*Task instructions:* Could you resume the report on the diabetes panel about paying for adherence, continuing it after its final sentence?

Coverage from Patient-Centered Diabetes Care, April 7-8, 2016. Presented by The American Journal of Managed Care and Joslin Diabetes Center.
Research has given patients with diabetes the tools they need to live far healthier lives and spend far less on medical care. Unfortunately, no one has figured out how to make patients use those tools effectively.
A panel discussion on “Paying for Adherence: Measuring Short-Term vs Long-Term Return on Investment,” part of Patient-Centered Diabetes Care, outlined what research and experience say about the medical and financial efficacy of various efforts to change patient behavior. The speakers voiced some hope that cheap and easy technology will soon provide patients with the timely and customized reminders they need to take better care of themselves. The speakers noted, however, that most interventions— even the really logical ones that seemed destined to save money by keeping patients healthier— have thus far failed to demonstrate affordable benefits, particularly when they are evaluated in the real world rather than carefully-controlled trials.
“There’s just a gestalt that these programs calling people asking [them] to take their medicine [will] work. They don’t. The last person who’s been able to influence just about everyone’s behavior here has been his or her mother. We don’t have the ability to call patients and get them to take their drugs,” said Scott Breidbart, MD, chief clinical officer at Emblem Health.
There is, of course, evidence that interventions can work when they make adherence less expensive or when they remind genuinely forgetful patients to follow treatment regimens. “But where the intervention is expected to change someone’s lifestyle, to get someone to take injections where they don’t want to take injections, to get someone to eat less or live a healthier lifestyle, or to get someone to exercise when the person prefers to sit on a couch, that’s not something we [payers] can accomplish,” Breidbart said.
Research does indicate that patients who receive advice from their doctors, rather than their insurers, are more likely to modify their lifestyles. But for most patients, the scope and duration of the changes tend to be limited. To make matters worse, studies that appear to test very similar interventions can produce very different results.
In an “intervention that targeted statins, when they decreased the co-pay or waived any payment for statins, patients were much more adherent,” said Joanna Mitri, MD, a clinical investigator at Joslin Diabetes Center. However, a similar intervention that reduced costs for blood pressure medication did not lead to lower blood pressure for the patients, she said.
Mitri suggested that payers experiment with increased payments for physicians who take the time to provide patients with more lifestyle counseling. Breidbart countered that he’d hesitate to test such a nebulous intervention. Each doctor would provide different counseling.

*Study material:*

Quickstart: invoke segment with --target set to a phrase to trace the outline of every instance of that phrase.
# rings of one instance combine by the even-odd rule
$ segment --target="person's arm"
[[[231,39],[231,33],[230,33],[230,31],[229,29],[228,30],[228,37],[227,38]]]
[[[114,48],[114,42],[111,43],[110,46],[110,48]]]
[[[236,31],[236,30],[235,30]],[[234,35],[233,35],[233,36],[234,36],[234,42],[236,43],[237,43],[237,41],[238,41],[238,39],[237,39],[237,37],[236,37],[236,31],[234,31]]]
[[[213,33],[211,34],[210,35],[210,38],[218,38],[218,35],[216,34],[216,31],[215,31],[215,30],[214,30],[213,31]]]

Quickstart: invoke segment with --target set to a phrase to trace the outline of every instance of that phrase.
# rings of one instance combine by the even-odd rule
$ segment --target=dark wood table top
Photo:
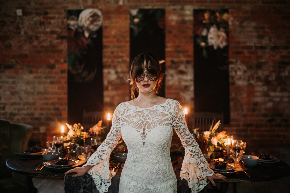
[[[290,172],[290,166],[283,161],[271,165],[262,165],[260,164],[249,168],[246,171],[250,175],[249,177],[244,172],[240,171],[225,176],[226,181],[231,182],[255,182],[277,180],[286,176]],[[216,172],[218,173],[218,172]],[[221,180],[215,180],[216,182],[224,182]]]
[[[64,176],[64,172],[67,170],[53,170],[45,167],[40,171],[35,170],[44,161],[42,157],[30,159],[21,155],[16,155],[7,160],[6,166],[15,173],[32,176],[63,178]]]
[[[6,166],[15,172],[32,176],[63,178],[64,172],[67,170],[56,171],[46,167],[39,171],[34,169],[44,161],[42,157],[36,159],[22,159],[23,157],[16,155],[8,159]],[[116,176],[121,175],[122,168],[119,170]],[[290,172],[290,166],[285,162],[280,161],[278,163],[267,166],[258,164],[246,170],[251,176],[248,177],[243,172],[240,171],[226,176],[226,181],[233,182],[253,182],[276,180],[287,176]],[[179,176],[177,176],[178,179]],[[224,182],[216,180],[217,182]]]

...

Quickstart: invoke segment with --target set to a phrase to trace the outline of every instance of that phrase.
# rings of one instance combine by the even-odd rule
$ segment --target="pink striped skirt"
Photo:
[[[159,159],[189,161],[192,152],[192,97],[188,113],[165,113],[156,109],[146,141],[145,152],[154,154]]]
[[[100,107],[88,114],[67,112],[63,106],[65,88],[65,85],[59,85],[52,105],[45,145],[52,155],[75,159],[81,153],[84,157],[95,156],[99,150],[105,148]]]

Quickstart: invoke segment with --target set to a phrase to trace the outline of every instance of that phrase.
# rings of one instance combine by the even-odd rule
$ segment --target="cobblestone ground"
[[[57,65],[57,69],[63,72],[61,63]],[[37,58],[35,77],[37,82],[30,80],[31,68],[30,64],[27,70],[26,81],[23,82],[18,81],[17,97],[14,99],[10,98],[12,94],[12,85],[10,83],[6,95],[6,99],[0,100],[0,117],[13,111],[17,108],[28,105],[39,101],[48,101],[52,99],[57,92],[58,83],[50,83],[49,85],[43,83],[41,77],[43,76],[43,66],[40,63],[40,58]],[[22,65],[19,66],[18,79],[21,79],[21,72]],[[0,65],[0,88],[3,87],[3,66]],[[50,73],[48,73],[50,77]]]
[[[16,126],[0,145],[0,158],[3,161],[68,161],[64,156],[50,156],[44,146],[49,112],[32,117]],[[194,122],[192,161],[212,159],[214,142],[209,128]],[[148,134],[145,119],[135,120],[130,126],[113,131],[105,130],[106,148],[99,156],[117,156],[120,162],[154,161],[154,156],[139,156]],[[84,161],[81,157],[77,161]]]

*Your response:*
“I can measure if a patient got a hemoglobin A1C [test],” he said. “I can’t measure the counseling that went on. So that’s the difficulty. I accept that it takes more time, but I’m not sure how I would institute a process to pay for it.”
Measurable outcomes are likewise important to the evaluation of any effort to improve treatment adherence. It is difficult to see whether a given intervention changes what patients eat at home. It is somewhat easier—though by no means easy—to see if the intervention reduces their risk of heart attack. Advances in information technology might make such analysis easier to perform. They might also enable payers and physicians to target different interventions at patients with different individual characteristics.
“Most adherence solutions improve adherence by 5% to 7%. So anybody that looks at any intervention sees a trivial improvement. But the truth is that in any intervention, there is a population of people that responds exquisitely well to that intervention, and we actually haven’t been able to unlock that combination lock where a set of interventions customized to the individual would work tremendously well,” said S. Sethu K. Reddy, MD, a senior consultant at Joslin Diabetes Center.
The panelists also saw some hope that lower-tech solutions might provide significant benefits, simply by making treatment adherence easier for patients. Deneen Vojta, MD, executive vice president at UnitedHealth Group, pointed out that research from lowincome and middle-income countries shows that treatment adherence increases significantly when pharmacies combine several medications into single “poly pills.” One pill might combine 2 blood pressure drugs, a statin and an aspirin.
“If we actually had an approved cardiovascular poly pill in this country, we would have more risk reduction than we would get with the PCSK9s for under a dollar a day,” she said.